Task requirements
Reproduce the stretch from the line containing "Annotation task — tag the dorsal" through the line containing "[(147, 157), (245, 417), (16, 183)]", swapping "speckled pattern" for "striped pattern" and leaving everything else unchanged.

Data excerpts
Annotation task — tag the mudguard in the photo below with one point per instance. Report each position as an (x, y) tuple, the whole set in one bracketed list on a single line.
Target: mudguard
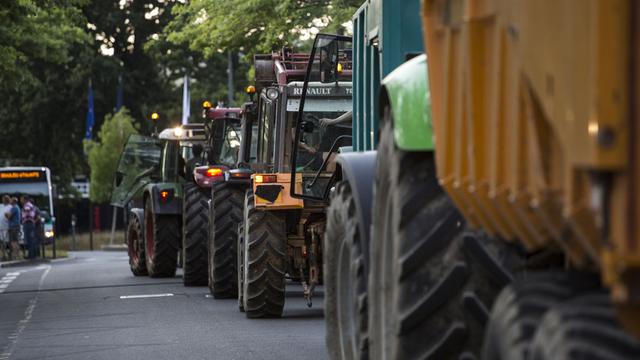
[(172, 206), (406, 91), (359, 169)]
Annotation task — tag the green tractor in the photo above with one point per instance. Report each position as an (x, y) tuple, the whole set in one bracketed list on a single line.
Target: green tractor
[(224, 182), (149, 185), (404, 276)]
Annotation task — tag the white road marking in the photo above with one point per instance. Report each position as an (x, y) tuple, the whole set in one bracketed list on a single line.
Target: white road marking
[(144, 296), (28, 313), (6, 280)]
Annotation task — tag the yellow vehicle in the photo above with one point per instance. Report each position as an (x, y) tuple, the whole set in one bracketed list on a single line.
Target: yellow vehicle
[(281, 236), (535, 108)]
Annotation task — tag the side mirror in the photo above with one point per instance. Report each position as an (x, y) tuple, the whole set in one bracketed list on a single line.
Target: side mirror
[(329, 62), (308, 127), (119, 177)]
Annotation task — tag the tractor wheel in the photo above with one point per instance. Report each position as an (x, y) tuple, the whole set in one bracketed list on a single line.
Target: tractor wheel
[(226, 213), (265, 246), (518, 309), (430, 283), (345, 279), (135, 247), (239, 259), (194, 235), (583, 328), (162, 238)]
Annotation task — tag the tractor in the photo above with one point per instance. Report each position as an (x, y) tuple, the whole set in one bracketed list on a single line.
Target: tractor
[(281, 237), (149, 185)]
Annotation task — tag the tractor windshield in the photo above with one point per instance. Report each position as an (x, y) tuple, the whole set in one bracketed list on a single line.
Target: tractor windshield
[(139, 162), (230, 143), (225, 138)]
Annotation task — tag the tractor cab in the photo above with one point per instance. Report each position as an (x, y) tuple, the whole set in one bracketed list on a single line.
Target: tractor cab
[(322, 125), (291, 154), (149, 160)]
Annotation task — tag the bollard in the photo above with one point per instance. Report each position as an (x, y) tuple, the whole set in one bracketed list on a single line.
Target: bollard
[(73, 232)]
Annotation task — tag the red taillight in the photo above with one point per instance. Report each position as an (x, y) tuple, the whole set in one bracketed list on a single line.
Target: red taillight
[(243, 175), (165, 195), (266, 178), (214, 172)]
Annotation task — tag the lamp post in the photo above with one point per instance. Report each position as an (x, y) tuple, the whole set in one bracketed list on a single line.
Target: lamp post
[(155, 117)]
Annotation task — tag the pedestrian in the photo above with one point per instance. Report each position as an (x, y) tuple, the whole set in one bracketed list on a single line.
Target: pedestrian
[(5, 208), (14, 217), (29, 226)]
...
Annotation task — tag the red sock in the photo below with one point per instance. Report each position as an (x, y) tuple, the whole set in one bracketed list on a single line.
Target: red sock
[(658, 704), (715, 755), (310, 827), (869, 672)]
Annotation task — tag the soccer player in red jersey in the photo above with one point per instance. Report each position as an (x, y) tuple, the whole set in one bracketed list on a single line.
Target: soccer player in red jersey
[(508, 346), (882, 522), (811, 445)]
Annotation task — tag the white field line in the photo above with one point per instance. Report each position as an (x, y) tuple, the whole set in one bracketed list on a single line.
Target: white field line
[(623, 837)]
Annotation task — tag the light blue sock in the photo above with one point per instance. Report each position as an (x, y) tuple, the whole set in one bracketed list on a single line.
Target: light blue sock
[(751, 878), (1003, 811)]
...
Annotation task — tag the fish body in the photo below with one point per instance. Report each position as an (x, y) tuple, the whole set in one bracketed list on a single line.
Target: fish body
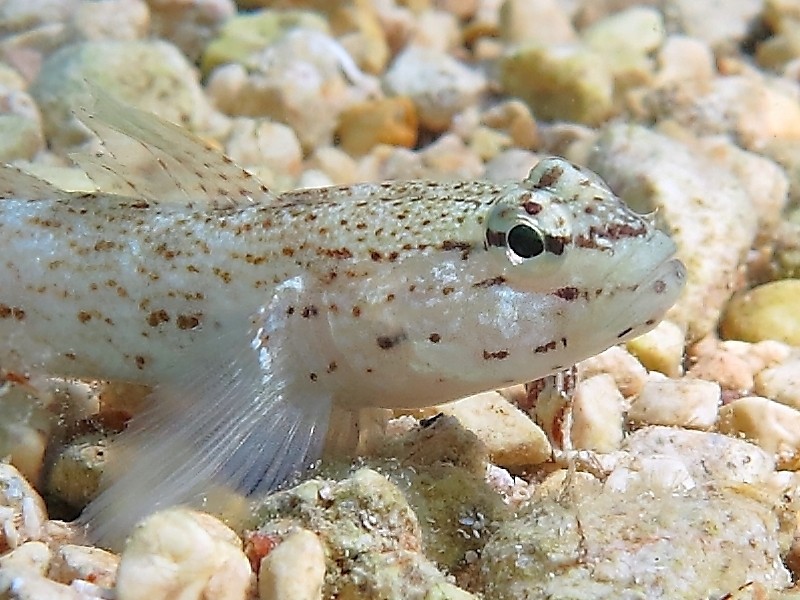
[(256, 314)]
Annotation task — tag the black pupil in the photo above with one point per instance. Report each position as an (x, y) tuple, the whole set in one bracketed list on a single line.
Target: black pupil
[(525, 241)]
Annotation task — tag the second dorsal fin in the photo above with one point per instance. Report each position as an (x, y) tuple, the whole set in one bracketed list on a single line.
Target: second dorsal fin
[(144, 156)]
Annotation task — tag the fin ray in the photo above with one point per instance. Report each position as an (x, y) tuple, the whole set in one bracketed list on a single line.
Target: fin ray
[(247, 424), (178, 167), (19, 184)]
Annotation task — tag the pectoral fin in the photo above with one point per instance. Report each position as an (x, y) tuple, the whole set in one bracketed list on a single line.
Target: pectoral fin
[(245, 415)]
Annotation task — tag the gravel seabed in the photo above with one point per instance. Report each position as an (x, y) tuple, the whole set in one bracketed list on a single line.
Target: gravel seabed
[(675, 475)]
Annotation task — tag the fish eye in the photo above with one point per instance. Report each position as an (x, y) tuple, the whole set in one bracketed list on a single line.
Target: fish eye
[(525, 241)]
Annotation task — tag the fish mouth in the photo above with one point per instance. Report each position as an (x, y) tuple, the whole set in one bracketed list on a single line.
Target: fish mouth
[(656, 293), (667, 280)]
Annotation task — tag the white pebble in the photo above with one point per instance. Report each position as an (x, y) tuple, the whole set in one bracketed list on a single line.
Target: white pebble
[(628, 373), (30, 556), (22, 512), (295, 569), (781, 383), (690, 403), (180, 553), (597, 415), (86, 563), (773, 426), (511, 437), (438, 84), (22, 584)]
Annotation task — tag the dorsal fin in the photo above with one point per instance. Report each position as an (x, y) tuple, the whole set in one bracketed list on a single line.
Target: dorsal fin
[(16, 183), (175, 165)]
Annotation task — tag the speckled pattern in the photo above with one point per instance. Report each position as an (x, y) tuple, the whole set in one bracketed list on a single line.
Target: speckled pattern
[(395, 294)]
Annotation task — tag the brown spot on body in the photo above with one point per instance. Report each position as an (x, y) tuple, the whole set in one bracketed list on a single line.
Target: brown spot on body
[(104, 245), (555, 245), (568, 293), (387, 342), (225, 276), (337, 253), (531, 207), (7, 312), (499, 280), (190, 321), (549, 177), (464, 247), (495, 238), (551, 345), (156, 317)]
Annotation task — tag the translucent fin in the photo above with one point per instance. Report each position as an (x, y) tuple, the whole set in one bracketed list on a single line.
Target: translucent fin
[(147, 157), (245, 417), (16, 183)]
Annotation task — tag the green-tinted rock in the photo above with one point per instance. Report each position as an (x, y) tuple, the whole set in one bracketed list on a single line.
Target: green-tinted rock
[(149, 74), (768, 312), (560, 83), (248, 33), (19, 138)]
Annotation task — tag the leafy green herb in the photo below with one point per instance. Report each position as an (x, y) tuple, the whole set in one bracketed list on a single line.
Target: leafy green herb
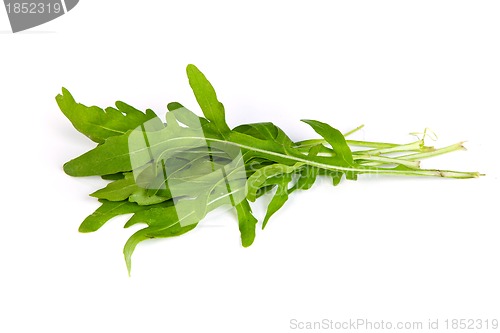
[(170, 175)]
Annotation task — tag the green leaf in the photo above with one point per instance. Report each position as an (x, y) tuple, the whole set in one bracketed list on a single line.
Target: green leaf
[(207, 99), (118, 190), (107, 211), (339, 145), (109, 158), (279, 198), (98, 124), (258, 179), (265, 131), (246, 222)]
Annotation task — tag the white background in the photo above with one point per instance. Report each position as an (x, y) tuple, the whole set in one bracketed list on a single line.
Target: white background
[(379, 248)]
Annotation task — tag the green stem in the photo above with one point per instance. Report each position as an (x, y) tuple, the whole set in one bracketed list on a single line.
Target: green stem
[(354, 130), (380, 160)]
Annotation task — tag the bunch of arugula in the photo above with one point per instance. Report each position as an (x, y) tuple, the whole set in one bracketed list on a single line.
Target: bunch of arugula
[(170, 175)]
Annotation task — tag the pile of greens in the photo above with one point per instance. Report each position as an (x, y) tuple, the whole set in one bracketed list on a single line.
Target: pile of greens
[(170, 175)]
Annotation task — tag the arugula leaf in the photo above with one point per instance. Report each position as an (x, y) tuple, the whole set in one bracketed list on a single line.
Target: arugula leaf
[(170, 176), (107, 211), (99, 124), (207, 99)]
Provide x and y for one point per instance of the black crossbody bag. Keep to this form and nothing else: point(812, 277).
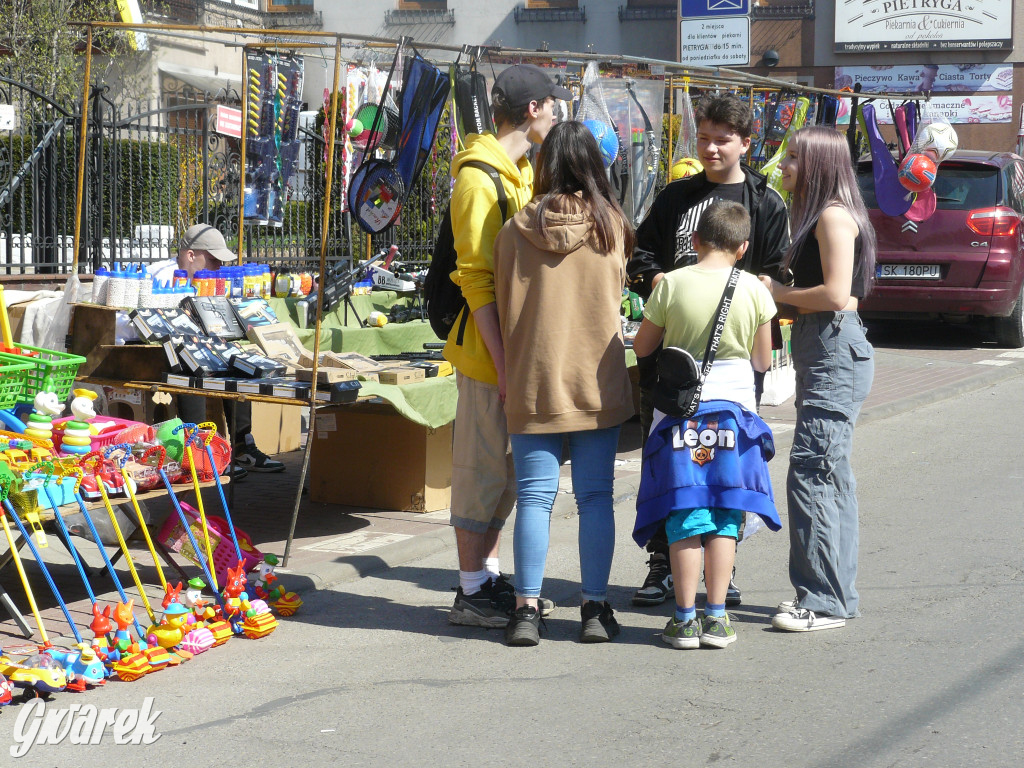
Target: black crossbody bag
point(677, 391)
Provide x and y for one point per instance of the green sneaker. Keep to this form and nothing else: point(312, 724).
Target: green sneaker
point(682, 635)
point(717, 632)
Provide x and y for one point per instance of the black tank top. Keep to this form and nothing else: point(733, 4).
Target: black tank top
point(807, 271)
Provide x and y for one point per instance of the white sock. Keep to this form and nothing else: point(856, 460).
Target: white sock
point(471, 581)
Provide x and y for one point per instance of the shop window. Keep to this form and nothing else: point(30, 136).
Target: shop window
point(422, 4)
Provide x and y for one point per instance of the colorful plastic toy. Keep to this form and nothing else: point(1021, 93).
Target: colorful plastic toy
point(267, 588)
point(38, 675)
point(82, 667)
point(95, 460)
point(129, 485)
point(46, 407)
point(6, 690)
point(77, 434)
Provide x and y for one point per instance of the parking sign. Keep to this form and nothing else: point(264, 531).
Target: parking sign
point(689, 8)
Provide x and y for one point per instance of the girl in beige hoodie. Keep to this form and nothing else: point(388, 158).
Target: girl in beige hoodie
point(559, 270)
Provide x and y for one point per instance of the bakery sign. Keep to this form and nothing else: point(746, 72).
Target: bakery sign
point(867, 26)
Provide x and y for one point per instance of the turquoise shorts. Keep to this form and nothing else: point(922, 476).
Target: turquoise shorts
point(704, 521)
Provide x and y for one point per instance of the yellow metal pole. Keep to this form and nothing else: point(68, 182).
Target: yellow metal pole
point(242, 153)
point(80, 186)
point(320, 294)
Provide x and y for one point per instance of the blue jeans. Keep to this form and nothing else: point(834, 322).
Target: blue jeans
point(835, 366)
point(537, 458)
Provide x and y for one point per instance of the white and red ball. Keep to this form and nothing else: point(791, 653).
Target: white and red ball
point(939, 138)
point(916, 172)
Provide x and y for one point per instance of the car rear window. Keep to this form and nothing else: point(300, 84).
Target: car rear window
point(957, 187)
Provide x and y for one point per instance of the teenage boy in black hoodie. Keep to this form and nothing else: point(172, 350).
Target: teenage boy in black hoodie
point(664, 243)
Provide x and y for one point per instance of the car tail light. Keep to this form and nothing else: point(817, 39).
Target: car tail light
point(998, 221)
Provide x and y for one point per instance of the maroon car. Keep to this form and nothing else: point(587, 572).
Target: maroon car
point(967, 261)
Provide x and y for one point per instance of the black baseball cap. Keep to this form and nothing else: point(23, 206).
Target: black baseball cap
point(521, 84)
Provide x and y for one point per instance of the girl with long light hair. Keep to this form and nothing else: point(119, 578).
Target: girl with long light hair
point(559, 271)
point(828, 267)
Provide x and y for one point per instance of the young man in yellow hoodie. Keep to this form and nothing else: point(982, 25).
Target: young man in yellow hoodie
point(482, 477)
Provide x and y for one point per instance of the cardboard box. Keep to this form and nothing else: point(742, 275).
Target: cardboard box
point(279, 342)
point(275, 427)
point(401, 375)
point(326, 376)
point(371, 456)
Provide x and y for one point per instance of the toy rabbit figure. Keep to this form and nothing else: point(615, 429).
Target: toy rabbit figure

Result for this exercise
Annotation task — tag the dorsal fin in the photo above with one point per instance. Report each position as an (x, y) tuple, the whole set in one bracketed list on a single line.
Target: dorsal fin
[(16, 183), (175, 165)]
Annotation task — tag the striped pattern in the photo above with one point per instance. Report each position as an (x, y) tuple, the whole set in one bracketed list on a single line.
Target: striped pattern
[(395, 294)]
Annotation task — tag the brown spot on body in the photo above with one point per instance. Report each position as an (x, y) tuple, the whole set in one bracketed list on a single line.
Target: brown spot on body
[(104, 245), (555, 245), (568, 293), (387, 342), (225, 276), (337, 253), (531, 207), (7, 312), (499, 280), (190, 321), (549, 177), (464, 247), (495, 238), (551, 345), (156, 317)]
Annotation task — tag the translucent fin in the photo above with one point per instance. Report each position as an (x, y) tuple, the whole set in one bracketed list on a single line.
Target: translucent fin
[(147, 157), (245, 417), (16, 183)]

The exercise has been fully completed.